TASKS TO CARRY OUT —
• a. Answer these about the post on the JCDL 2006 scanning panel, one line each:
(i) What accuracy level does the Google speaker say is often good enough?
(ii) Which one of the five libraries is allowing access to brittle materials?
(iii) What share of the material from the Five Partners is English?
• b. Continue the post on the JCDL 2006 scanning panel from where it stops.

Warning: fopen(/home/.lasher/yarinare/cavlec.yarinareth.net/wp-content/cache/) [function.fopen]: failed to open stream: Is a directory in /home/.lasher/yarinare/cavlec.yarinareth.net/wp-content/plugins/wp-cache/wp-cache-phase2.php on line 96
Caveat Lector » I <3 Cliff Lynch

Dies Lunae, 12 Iunii 2006

I <3 Cliff Lynch

Sitting in the JCDL 2006 plenary listening to Google and OCA talk about their mass scanning projects.

Then Cliff Lynch got up and nailed ’em to the wall. “What about the OCR piece?” he asked, and he talked about the same concerns I have about it. Human intervention versus error rates. Algorithms. Typesetting issues.

Google guy talked about “what the challenges are.” He says 98-99% accuracy is often good enough. (Yeah, for his purposes. But for a human?) Says it’s the most computationally expensive part of the process. (And what about non-Latin character sets? says the person next to me, cogently.)

Mentions long-s versus f as a “very embarrassing” mistake source.

They are doing language-specific computing on the scans. “More obscure” languages (Arabic is obscure? oh, please) cause even more problems.

Library guy: Not uncommon to have somebody come in looking for the one word you got wrong! (E.g. textual scholarship.)

Cliff: Multi-lingual issues (Chirac of France going ballistic), “likes the idea of nations competing to digitize” cultural heritage. Even just from five research libraries, you get plenty of multi-lingual, multi-national stuff. How to diversify the content base?

OCA guy: OCA is opportunistic; they digitize what they can grab onto. Latin scripts only! They want to do more (but can they?).

49% of the material from the Five Partners is English. Hundreds of other languages represented. Google can do Cyrillic, Greek, Latin scripts; working on Chinese, Japanese, Arabic. Google doesn’t want to play the cultural imperialist; “doing it for them” hubristically ignores that they want to do it themselves. (I agree.)

OCA guy: let’s provoke the French! and the Russians! and everybody! more digitization is good!

Cliff: Preservation. Cliff asks for confirmation that brittle materials are not being targeted for scanning. Preservation-worthy surrogates, or not? Is Google a disaster-recovery plan (floods, war, whatever) for libraries?

Library guy: Michigan has been pushing a digitization agenda. Only Michigan (of the five) is allowing access to brittle materials. Ongoing negotiation with Google.

Google: did not design a process for high-value, extremely brittle materials. Google is okay with that; other people can handle it with different techniques. Digitization quality: standards unclear. Some say Google scans are good enough; some don’t. Scalability of digital-preservation requirements; debate is changing from how to handle a specific book to how to handle whole collections.

OCA: think of it as part of collection-management decisions; for some highly redundant, low-use stuff, 98% accuracy is plenty good enough. The aim is to avoid costs on the redundant stuff, so that resources can be spent on the special stuff.

DATA EXTRACT —

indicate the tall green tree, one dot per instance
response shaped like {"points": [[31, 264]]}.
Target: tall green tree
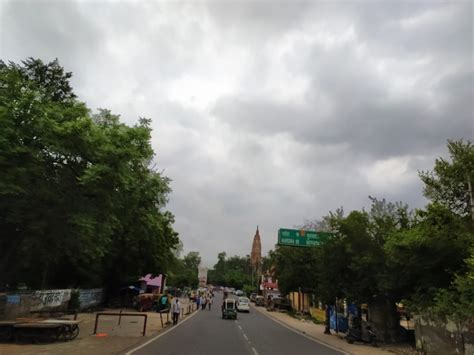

EXERCISE RESPONSES —
• a.
(i) 98-99%
(ii) Michigan
(iii) 49%

• b.
Google: preservation of artifact is different from preservation of the information content. Most users want the info content, not the artifact. (Yep. Book-smellers are a minority, and they need to get over themselves.)

Cliff Lynch: Google can do massive computation on its massive datastore that other people can’t. That could be a pretty serious business advantage, a serious research advantage. Why is the access to the datastore so private? How can it be opened up?

Google: Send email, tell Google what research you want to do! Hope is not to hinder the advancement of scholarship. Where is the balance? NYPL won’t be able to make that corpus available for research algorithm; too computationally expensive.

OCA: huge free-rider problem. Notes that UMich can do as it pleases with its own copy of the data (subject to restrictions e.g. from publishers). Will the restrictions relax? Too early to tell. It is a serious problem. How do we platform this stuff such that the research can happen? “A blessing and a curse” to be involved.

Google guy: SETI@Home as an example of how to make big computation on big datasets possible. Supporting that kind of environment a non-trivial problem.

Opened to audience questions.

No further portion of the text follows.